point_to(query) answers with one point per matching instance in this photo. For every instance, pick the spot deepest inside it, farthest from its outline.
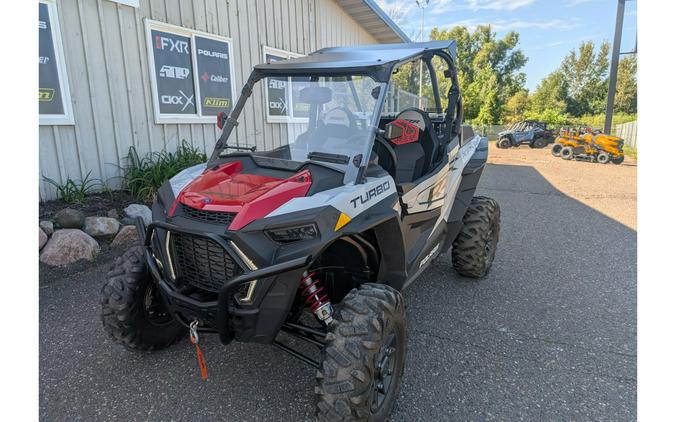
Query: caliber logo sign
(215, 80)
(50, 98)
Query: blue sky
(548, 29)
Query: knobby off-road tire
(474, 247)
(603, 158)
(132, 311)
(617, 160)
(555, 149)
(504, 143)
(365, 347)
(566, 153)
(539, 143)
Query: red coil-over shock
(318, 302)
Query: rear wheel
(364, 357)
(618, 159)
(603, 158)
(132, 311)
(504, 142)
(474, 247)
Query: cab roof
(374, 59)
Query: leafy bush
(74, 192)
(144, 176)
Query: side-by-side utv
(316, 228)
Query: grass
(74, 192)
(144, 176)
(630, 151)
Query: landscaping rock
(127, 235)
(67, 246)
(43, 238)
(69, 218)
(101, 226)
(47, 227)
(139, 210)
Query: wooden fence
(627, 131)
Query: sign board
(280, 107)
(54, 96)
(213, 64)
(191, 72)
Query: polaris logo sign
(372, 193)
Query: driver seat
(427, 138)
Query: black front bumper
(259, 322)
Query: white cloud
(442, 6)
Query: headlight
(293, 234)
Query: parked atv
(317, 230)
(530, 132)
(588, 145)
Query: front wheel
(132, 310)
(539, 143)
(474, 248)
(566, 153)
(364, 357)
(617, 160)
(603, 158)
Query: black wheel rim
(490, 246)
(154, 308)
(385, 371)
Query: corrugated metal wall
(107, 63)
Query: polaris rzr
(530, 132)
(314, 227)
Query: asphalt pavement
(550, 334)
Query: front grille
(201, 262)
(217, 217)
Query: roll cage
(378, 62)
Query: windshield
(330, 120)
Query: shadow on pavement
(550, 334)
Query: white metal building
(151, 73)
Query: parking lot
(550, 334)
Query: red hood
(251, 196)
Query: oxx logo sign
(165, 43)
(183, 100)
(372, 193)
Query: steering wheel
(390, 151)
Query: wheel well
(347, 263)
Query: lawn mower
(530, 132)
(316, 231)
(589, 145)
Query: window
(280, 92)
(54, 93)
(191, 73)
(407, 91)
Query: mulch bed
(96, 204)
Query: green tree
(626, 86)
(585, 77)
(488, 70)
(516, 107)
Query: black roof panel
(357, 59)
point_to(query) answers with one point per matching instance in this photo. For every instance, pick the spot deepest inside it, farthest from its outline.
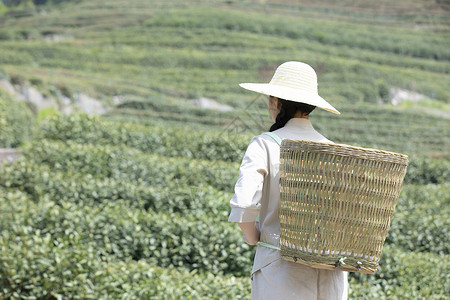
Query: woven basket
(337, 202)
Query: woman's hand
(251, 232)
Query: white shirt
(257, 191)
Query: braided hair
(288, 110)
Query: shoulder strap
(275, 137)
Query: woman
(293, 95)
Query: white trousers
(284, 280)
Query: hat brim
(290, 94)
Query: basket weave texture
(337, 202)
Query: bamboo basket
(337, 202)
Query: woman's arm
(251, 232)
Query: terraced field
(134, 204)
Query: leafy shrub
(167, 141)
(404, 275)
(41, 182)
(424, 170)
(16, 122)
(124, 163)
(186, 240)
(37, 264)
(421, 220)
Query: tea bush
(421, 221)
(124, 163)
(39, 182)
(16, 122)
(184, 240)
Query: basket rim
(342, 146)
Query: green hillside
(133, 204)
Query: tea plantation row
(67, 173)
(227, 145)
(76, 249)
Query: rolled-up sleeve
(246, 201)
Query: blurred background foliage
(134, 203)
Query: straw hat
(294, 81)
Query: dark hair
(288, 110)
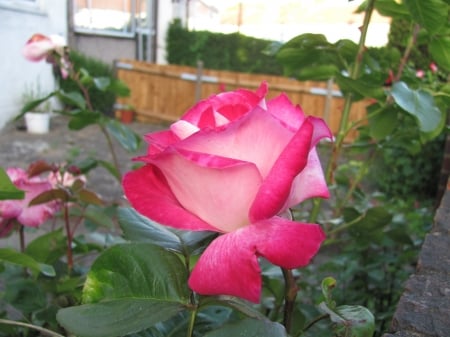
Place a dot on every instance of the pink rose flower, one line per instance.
(39, 46)
(65, 179)
(29, 216)
(433, 67)
(233, 164)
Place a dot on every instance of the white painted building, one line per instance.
(104, 29)
(19, 20)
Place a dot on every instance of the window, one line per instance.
(107, 17)
(33, 6)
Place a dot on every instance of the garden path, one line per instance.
(19, 148)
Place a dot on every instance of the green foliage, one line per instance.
(7, 189)
(101, 100)
(234, 52)
(401, 174)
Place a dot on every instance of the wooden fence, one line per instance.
(165, 92)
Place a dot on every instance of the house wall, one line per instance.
(105, 48)
(110, 48)
(18, 23)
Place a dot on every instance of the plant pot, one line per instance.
(126, 116)
(37, 122)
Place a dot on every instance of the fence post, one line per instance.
(198, 82)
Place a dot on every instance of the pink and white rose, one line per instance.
(39, 46)
(234, 164)
(19, 210)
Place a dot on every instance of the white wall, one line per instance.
(18, 24)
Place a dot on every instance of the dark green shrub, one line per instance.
(234, 52)
(399, 173)
(101, 101)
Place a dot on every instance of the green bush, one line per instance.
(101, 101)
(234, 52)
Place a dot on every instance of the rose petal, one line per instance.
(218, 190)
(229, 265)
(282, 109)
(148, 192)
(310, 183)
(276, 187)
(183, 129)
(232, 105)
(159, 141)
(34, 216)
(37, 47)
(246, 139)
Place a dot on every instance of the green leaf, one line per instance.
(110, 168)
(431, 14)
(367, 226)
(73, 98)
(137, 270)
(9, 191)
(137, 227)
(129, 140)
(391, 8)
(98, 216)
(102, 83)
(50, 195)
(317, 72)
(119, 88)
(89, 197)
(249, 328)
(440, 51)
(83, 118)
(328, 284)
(361, 88)
(418, 103)
(382, 122)
(24, 260)
(354, 321)
(117, 317)
(48, 248)
(130, 287)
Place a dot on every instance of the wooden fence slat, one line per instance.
(165, 92)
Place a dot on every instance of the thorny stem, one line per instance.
(105, 132)
(190, 330)
(409, 47)
(290, 294)
(314, 321)
(69, 236)
(111, 148)
(343, 126)
(44, 331)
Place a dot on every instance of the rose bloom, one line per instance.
(233, 164)
(420, 73)
(433, 67)
(29, 216)
(39, 46)
(65, 179)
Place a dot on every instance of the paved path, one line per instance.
(19, 148)
(424, 308)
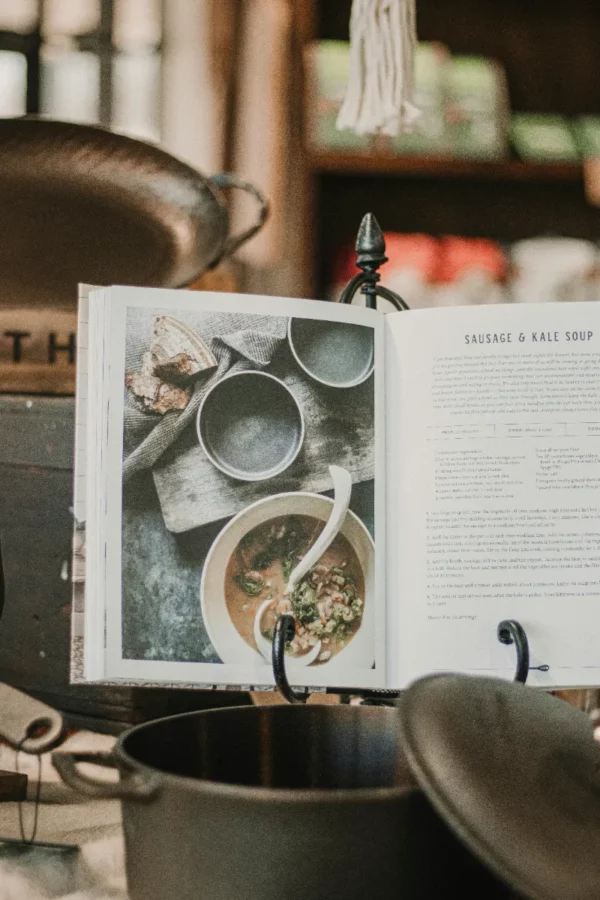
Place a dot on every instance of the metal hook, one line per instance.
(370, 255)
(284, 631)
(510, 631)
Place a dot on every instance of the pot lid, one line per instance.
(515, 772)
(82, 204)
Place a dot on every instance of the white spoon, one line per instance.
(342, 488)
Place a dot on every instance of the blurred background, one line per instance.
(506, 150)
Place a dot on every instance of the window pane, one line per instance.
(136, 94)
(70, 85)
(13, 84)
(18, 15)
(137, 24)
(70, 17)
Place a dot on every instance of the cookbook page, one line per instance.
(493, 464)
(228, 417)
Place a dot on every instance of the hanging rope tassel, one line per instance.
(383, 40)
***
**Exercise goal**: Only the pictures in the listing above get left out; print everything else exactly.

**Expected output**:
point_to(query) answers with one point per matching instance in this photo. For every instance, pick the spot deepest inside it, farthest from its outline.
Query: caliber logo sign
(215, 80)
(50, 98)
Query: blue sky
(548, 29)
Query: knobby off-road tire
(474, 247)
(603, 158)
(132, 311)
(617, 160)
(555, 149)
(504, 143)
(365, 347)
(566, 153)
(539, 143)
Query: red coil-over shock
(318, 302)
Query: rear wheel
(364, 357)
(618, 159)
(603, 158)
(132, 311)
(504, 142)
(474, 247)
Query: cab roof
(374, 59)
Query: leafy bush
(74, 192)
(144, 176)
Query: side-by-side utv
(316, 228)
Query: grass
(74, 192)
(144, 176)
(630, 151)
Query: landscaping rock
(127, 235)
(67, 246)
(43, 238)
(69, 218)
(101, 226)
(47, 227)
(139, 210)
Query: wooden fence
(627, 131)
Query: sign board
(280, 107)
(54, 96)
(213, 64)
(191, 72)
Query: polaris logo sign
(372, 193)
Query: driver seat
(427, 138)
Query: black front bumper
(259, 322)
Query: white cloud
(442, 6)
Query: headlight
(293, 234)
Query: parked atv
(317, 230)
(530, 132)
(588, 145)
Query: front wheel
(132, 310)
(539, 143)
(474, 248)
(566, 153)
(364, 357)
(617, 160)
(603, 158)
Query: black wheel rim
(490, 246)
(154, 308)
(385, 371)
Query: corrugated metal wall
(107, 63)
Query: polaris rzr
(530, 132)
(314, 227)
Query: asphalt pavement
(550, 334)
Query: front grille
(201, 262)
(217, 217)
Query: roll cage
(378, 62)
Query: windshield
(330, 120)
Query: shadow on pavement
(550, 334)
Query: white metal building
(151, 73)
Query: parking lot
(550, 334)
Query: red hood
(251, 196)
Query: oxx logo sign
(165, 43)
(183, 100)
(372, 193)
Query: steering wheel
(390, 151)
Query: wheel well
(347, 263)
Query: lawn mower
(530, 132)
(316, 231)
(589, 145)
Query: window
(280, 92)
(54, 93)
(191, 73)
(407, 91)
Query: mulch bed
(96, 204)
Query: green tree
(626, 86)
(585, 77)
(488, 70)
(516, 107)
Query: black roof panel
(357, 59)
point_to(query) answers with one point per matching instance in this photo. For every instance, pick the spot deepest inside it, farthest from its outline.
Query: woven basket
(337, 202)
Query: woman's hand
(251, 232)
Query: white shirt
(257, 191)
Query: braided hair
(288, 110)
Query: shoulder strap
(275, 137)
Query: woman
(293, 95)
Query: white trousers
(284, 280)
Query: hat brim
(290, 94)
Query: basket weave texture
(337, 202)
Query: bamboo basket
(337, 202)
Query: woman's arm
(251, 232)
Query: terraced field
(134, 204)
Query: leafy shrub
(167, 141)
(404, 275)
(41, 182)
(424, 170)
(16, 122)
(124, 163)
(186, 240)
(37, 264)
(421, 220)
Query: tea bush
(421, 221)
(124, 163)
(39, 182)
(16, 122)
(184, 240)
Query: basket rim
(342, 146)
Query: green hillside
(133, 204)
Query: tea plantation row
(67, 173)
(227, 145)
(76, 249)
Query: rolled-up sleeve
(246, 201)
Query: blurred background foliage
(134, 203)
Query: straw hat
(294, 81)
Query: dark hair
(288, 110)
Place a dot on every instance of the pink rose flower, one line per instance.
(39, 46)
(65, 179)
(29, 216)
(433, 67)
(233, 164)
Place a dot on every instance of the white painted building, one line per instance.
(104, 29)
(19, 20)
Place a dot on every instance of the window, one line per instance.
(107, 17)
(33, 6)
Place a dot on every instance of the garden path, one line per instance.
(19, 148)
Place a dot on every instance of the green foliage, one line per instance.
(7, 189)
(101, 100)
(234, 52)
(401, 174)
Place a dot on every instance of the wooden fence, one line per instance.
(165, 92)
Place a dot on every instance of the house wall, one line per instance.
(105, 48)
(110, 48)
(18, 23)
Place a dot on every instance of the plant pot, one line per instance.
(126, 116)
(37, 122)
Place a dot on every instance of the fence post, one line per instance.
(198, 82)
Place a dot on every instance of the pink and white rose, one line per instance.
(39, 46)
(234, 164)
(19, 210)
Place a dot on every instance of the white wall, one line per instance.
(18, 24)
Place a dot on every instance of the dark green shrub, one line per instance.
(234, 52)
(399, 173)
(101, 101)
Place a dot on every instance of the green bush, one line per instance.
(101, 101)
(234, 52)
Place a dot on every instance of the rose petal, one line per instance.
(218, 190)
(229, 265)
(282, 109)
(148, 192)
(310, 183)
(276, 187)
(183, 129)
(232, 105)
(159, 141)
(34, 216)
(37, 47)
(246, 139)
Place a dot on every instance of the green leaf, one line per instance.
(110, 168)
(431, 14)
(367, 226)
(73, 98)
(137, 270)
(9, 191)
(137, 227)
(129, 140)
(391, 8)
(98, 216)
(102, 83)
(50, 195)
(317, 72)
(119, 88)
(89, 197)
(249, 328)
(440, 51)
(83, 118)
(328, 284)
(361, 88)
(418, 103)
(382, 122)
(24, 260)
(354, 321)
(117, 317)
(48, 248)
(130, 287)
Place a dot on every instance of the wooden fence slat, one line per instance.
(165, 92)
Place a dot on every instance of the thorny stem, one line per instance.
(105, 132)
(190, 330)
(409, 47)
(290, 294)
(314, 321)
(69, 236)
(111, 148)
(343, 126)
(44, 331)
Place a dot on every instance of the rose bloom, one line per instance.
(233, 164)
(420, 73)
(433, 67)
(29, 216)
(39, 46)
(65, 179)
Place a dot on every instance of the paved path, one line per instance.
(19, 148)
(424, 308)
Place a dot on every instance of the metal hook, one line per instance.
(370, 255)
(284, 631)
(510, 631)
Place a dot on every instance of the pot lid, one line per instance.
(515, 772)
(82, 204)
Place a dot on every instance of the white spoon, one line per instance.
(342, 488)
Place a dot on every instance of the blurred background, one line per instance.
(506, 150)
Place a dot on every instance of the window pane, one line per instance.
(136, 94)
(70, 85)
(13, 84)
(18, 15)
(137, 24)
(70, 17)
Place a dot on every instance of the cookbook page, one line per instance.
(493, 464)
(228, 417)
Place a dot on every instance of the hanging rope tassel, one line per instance.
(383, 40)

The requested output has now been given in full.